→ Texto fornecido:
━━━━━━━━

No ano passado, a Sociedade Médica Sírio-Americana, que tem dezenas de clínicos na Síria, publicou um relatório com dados sobre 161 ataques químicos, quase todos com gás de cloro, dois terços dos quais ocorridos depois de aprovada a resolução que obrigou Damasco a desarmar-se. Uma comissão conjunta da ONU e da OPAQ investigou, sob mandato da ONU, nove incidentes em 2014 e 2015. Atribuíu três a Damasco e um ao Daesh – a resolução que condenava o regime sírio acabou vetada pela Rússia e a China. A Human Rights Watch documentou também oito ataques da aviação síria na fase final da ofensiva contra Alepo, no final do ano passado.

━━━━━━━━

→ Dados para análise:
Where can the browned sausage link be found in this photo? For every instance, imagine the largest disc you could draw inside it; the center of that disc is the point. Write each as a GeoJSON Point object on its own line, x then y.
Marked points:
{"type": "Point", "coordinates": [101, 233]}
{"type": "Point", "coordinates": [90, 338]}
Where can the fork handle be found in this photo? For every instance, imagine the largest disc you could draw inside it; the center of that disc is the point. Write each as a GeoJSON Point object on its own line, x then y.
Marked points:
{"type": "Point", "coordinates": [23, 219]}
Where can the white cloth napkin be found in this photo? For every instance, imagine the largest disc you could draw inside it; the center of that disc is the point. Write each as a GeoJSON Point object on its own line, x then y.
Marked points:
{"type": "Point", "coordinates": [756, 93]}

━━━━━━━━

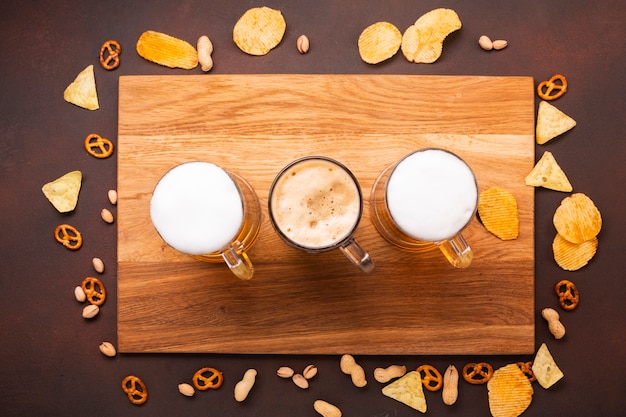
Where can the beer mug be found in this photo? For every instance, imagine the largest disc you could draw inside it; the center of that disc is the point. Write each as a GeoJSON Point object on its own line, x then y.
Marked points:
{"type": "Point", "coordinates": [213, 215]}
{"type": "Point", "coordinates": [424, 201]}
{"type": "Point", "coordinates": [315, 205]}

━━━━━━━━

→ Partes do exercício:
1) Transcreva literalmente o trecho do texto sobre os ataques químicos na Síria que começa em "No ano passado, a" e termina em "do ano passado.", incluindo essas palavras.
2) De acordo com o texto sobre os ataques químicos na Síria, por que a resolução que condenava o regime sírio não foi adotada? Responda em uma a três frases.

→ Respostas redigidas:
1)
No ano passado, a Sociedade Médica Sírio-Americana, que tem dezenas de clínicos na Síria, publicou um relatório com dados sobre 161 ataques químicos, quase todos com gás de cloro, dois terços dos quais ocorridos depois de aprovada a resolução que obrigou Damasco a desarmar-se. Uma comissão conjunta da ONU e da OPAQ investigou, sob mandato da ONU, nove incidentes em 2014 e 2015. Atribuíu três a Damasco e um ao Daesh – a resolução que condenava o regime sírio acabou vetada pela Rússia e a China. A Human Rights Watch documentou também oito ataques da aviação síria na fase final da ofensiva contra Alepo, no final do ano passado.

2) A resolução que condenava o regime sírio não foi adotada porque acabou vetada pela Rússia e pela China.